== REQUIRED WORK ==
Each line of the records below that holds "segment" should be returned.

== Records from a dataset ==
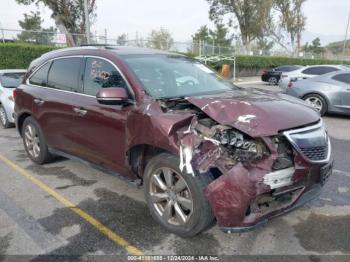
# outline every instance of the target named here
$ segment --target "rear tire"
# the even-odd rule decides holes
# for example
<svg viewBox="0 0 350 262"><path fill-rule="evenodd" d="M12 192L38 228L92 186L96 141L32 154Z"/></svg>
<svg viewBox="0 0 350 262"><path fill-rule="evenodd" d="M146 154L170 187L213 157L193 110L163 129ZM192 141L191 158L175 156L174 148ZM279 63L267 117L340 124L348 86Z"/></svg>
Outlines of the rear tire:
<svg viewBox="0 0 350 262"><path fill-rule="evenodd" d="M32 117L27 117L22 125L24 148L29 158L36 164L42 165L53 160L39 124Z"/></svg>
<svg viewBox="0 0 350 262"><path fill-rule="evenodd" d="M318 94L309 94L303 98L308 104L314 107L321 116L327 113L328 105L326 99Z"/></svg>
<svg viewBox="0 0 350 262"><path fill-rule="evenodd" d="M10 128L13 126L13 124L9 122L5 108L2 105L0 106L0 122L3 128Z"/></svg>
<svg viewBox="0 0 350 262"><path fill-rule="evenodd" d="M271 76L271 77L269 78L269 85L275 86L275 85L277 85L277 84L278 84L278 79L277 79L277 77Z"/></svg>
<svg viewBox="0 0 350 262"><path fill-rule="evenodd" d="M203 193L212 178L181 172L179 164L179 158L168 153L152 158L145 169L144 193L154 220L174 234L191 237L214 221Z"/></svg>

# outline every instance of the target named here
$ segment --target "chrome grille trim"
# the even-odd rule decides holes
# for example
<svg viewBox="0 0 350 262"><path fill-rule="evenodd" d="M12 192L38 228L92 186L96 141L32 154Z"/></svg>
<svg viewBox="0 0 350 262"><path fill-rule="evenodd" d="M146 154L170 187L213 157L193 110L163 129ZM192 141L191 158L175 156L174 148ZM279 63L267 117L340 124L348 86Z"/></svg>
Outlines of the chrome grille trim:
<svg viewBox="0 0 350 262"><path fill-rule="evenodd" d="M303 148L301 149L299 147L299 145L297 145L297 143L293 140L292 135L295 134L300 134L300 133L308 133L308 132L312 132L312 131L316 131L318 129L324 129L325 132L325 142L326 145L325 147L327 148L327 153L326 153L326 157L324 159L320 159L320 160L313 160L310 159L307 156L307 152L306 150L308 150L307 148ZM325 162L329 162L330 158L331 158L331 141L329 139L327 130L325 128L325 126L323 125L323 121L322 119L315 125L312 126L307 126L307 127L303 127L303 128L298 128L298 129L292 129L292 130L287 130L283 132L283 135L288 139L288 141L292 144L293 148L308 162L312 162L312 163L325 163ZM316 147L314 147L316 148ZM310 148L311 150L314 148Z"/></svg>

--

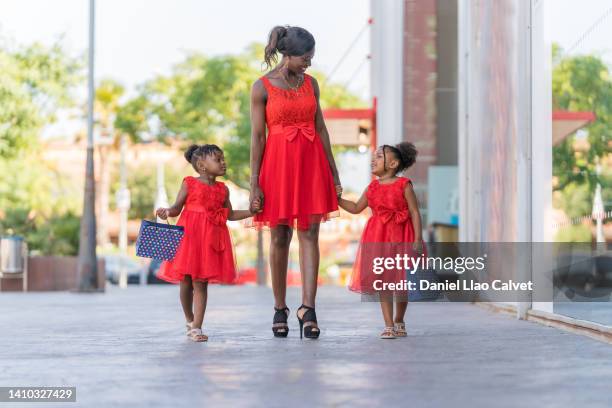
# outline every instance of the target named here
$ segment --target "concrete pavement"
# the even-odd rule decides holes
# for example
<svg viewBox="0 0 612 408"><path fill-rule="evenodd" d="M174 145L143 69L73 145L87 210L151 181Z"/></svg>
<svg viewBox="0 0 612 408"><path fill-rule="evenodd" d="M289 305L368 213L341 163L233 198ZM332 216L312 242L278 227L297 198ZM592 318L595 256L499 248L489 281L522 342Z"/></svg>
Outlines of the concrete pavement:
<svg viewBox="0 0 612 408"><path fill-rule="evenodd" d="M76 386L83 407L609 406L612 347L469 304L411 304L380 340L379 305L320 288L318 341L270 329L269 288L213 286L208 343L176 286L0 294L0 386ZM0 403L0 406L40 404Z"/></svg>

== RESULT FOR THIS TASK ==
$ segment --target "rear tire"
$ segment --target "chrome grille trim"
$ segment --target "concrete pavement"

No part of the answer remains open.